▼▼▼
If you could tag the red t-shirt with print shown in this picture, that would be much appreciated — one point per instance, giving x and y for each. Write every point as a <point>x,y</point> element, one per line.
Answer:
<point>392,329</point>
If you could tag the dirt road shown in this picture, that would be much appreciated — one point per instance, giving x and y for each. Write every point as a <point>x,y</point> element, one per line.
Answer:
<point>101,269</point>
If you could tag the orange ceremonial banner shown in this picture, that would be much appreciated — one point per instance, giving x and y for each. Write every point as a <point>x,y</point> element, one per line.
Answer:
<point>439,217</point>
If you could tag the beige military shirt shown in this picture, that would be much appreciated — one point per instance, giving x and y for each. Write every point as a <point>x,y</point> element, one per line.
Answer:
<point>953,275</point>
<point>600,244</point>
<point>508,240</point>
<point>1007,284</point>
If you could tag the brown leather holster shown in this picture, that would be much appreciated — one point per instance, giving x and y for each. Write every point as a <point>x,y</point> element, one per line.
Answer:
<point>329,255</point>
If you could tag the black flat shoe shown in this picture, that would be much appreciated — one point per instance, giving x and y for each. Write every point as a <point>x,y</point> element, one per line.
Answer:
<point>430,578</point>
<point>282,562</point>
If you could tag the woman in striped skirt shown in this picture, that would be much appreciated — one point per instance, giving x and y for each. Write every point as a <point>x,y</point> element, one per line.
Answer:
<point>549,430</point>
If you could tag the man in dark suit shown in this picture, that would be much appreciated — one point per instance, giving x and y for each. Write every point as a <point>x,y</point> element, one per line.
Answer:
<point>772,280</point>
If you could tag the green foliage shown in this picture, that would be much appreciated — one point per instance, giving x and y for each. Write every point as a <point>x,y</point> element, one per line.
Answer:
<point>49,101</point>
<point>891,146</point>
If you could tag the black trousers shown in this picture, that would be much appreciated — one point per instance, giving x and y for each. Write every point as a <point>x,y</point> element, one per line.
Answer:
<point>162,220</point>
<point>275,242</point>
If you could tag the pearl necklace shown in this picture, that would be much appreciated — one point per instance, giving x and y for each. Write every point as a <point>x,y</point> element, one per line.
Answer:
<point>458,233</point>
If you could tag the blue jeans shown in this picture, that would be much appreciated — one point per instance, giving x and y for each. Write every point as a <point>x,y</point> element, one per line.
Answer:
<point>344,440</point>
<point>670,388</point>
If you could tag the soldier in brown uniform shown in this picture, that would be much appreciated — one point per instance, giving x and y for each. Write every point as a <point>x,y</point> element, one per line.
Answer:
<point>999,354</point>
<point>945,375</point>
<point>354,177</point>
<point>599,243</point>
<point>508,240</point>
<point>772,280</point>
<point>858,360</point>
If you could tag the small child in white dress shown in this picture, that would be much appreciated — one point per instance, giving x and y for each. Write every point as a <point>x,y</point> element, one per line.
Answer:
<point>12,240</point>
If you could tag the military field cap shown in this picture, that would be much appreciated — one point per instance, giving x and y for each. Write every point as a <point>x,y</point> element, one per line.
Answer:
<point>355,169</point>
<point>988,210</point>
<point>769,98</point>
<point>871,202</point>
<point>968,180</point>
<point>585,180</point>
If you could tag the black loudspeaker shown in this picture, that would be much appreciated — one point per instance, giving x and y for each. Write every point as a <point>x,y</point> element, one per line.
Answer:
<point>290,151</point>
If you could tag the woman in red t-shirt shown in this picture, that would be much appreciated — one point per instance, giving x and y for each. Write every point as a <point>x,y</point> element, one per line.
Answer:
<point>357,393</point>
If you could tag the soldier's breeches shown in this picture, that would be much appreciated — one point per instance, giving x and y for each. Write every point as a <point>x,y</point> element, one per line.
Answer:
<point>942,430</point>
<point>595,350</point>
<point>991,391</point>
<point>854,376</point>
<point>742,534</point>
▲▲▲
• Task brief
Can you transcribe all of the records above word for word, keeping every line as it stands?

• Final result
If you could tag the red t-shirt with print shown in this picture, that would be much appreciated — one point per instance, giving x and y for each. Write every point as a <point>x,y</point> element, one per line.
Answer:
<point>392,329</point>
If you could tag the dirt road shown in this picture, that would be much appreciated — one point per instance, giving x and y for each. Write every point as a <point>x,y</point> element, one per line.
Answer:
<point>101,269</point>
If you could tag the orange ceremonial banner shown in this picture, that would be much appreciated — one point per instance, giving x and y for each. Write every point as a <point>x,y</point> element, one per line.
Answer:
<point>439,217</point>
If you could tag the beige military shirt shown in this picture, that would be much appreciated — one point per instance, giving x and y for each. Write every point as a <point>x,y</point> element, one per line.
Answer:
<point>953,275</point>
<point>600,244</point>
<point>508,240</point>
<point>1007,284</point>
If you could tag the brown leather holster shown in this picture, that would be much appreciated — one point per instance, giving x and y for each. Write every point as a <point>x,y</point> element, one per line.
Answer:
<point>329,255</point>
If you could tag the black flat shoe shown in this picture, that would be much appreciated — one point per instance, giving x and y for each. Write every point as a <point>x,y</point> element, one per line.
Answer:
<point>430,578</point>
<point>282,562</point>
If you could tag the woman in striped skirt shown in this picture, that would be much appreciated — one point per instance, giving x and y for each. Write every point as a <point>x,y</point> element, one per line.
Answer:
<point>549,430</point>
If you could tag the man in dark suit shown in this picture, that would be much appreciated — one point per instance, giving x and y for each. Write every point as a <point>x,y</point> element, one per line.
Answer:
<point>772,280</point>
If you could tag the green foliage shown in this picture, that would be much appreciated — one point per instance, giving x and y for each. Write every point as a <point>x,y</point> element, one per line.
Answer:
<point>49,101</point>
<point>891,146</point>
If you could tag the black trousers shown in this picture, that would be much appreciated — one point per instance, giving x and y for each. Write every point as a <point>x,y</point> element, one per line.
Answer:
<point>162,220</point>
<point>275,242</point>
If you could tag the pearl necklace shown in this picture, that would be much appreciated — one point per instance, giving x and y for each. Write every point as a <point>x,y</point> element, one per line.
Answer:
<point>458,233</point>
If you could tag the blue jeans shown in this picture, that would be much appreciated — one point per instance, giving x and y for each. Write every point as a <point>x,y</point> element, one per line.
Answer:
<point>344,440</point>
<point>670,388</point>
If you could tag the soldier in brown uniform shown in this picture, that would be much appreciated — one point per instance, giving x and y for each. Write every point as a <point>x,y</point> element, one per line.
Answer:
<point>999,354</point>
<point>945,375</point>
<point>354,177</point>
<point>599,243</point>
<point>508,240</point>
<point>772,280</point>
<point>858,360</point>
If you could tag the small child in white dress shown in this picture, that would be much appreciated — one point per instance, giving x and y for each. Write every point as a <point>x,y</point> element, one per line.
Answer:
<point>12,240</point>
If you could tag the military field cap shown in this picture, that would be much appreciated — one point per instance, giving x and y for each. Write every point as a <point>x,y</point> element, one per line.
Answer:
<point>355,169</point>
<point>988,210</point>
<point>769,98</point>
<point>871,202</point>
<point>968,180</point>
<point>585,180</point>
If you could tag the black loudspeaker shown in this picture, that would be much appreciated — one point per instance, giving x and y for each. Write every point as a <point>x,y</point> element, one per line.
Answer:
<point>290,151</point>
If you could tag the woman in red t-shirt shown in this picture, that would be much appreciated — one point per instance, giving x and y for each. Write every point as a <point>x,y</point> element, one per line.
Answer:
<point>357,393</point>
If you could tag the soldier's breeches shown in this picture, that would be much appreciated — one point per instance, giving x and y for each. Write every point as a <point>x,y</point> element, one per line.
Answer:
<point>942,430</point>
<point>595,350</point>
<point>991,391</point>
<point>854,376</point>
<point>742,534</point>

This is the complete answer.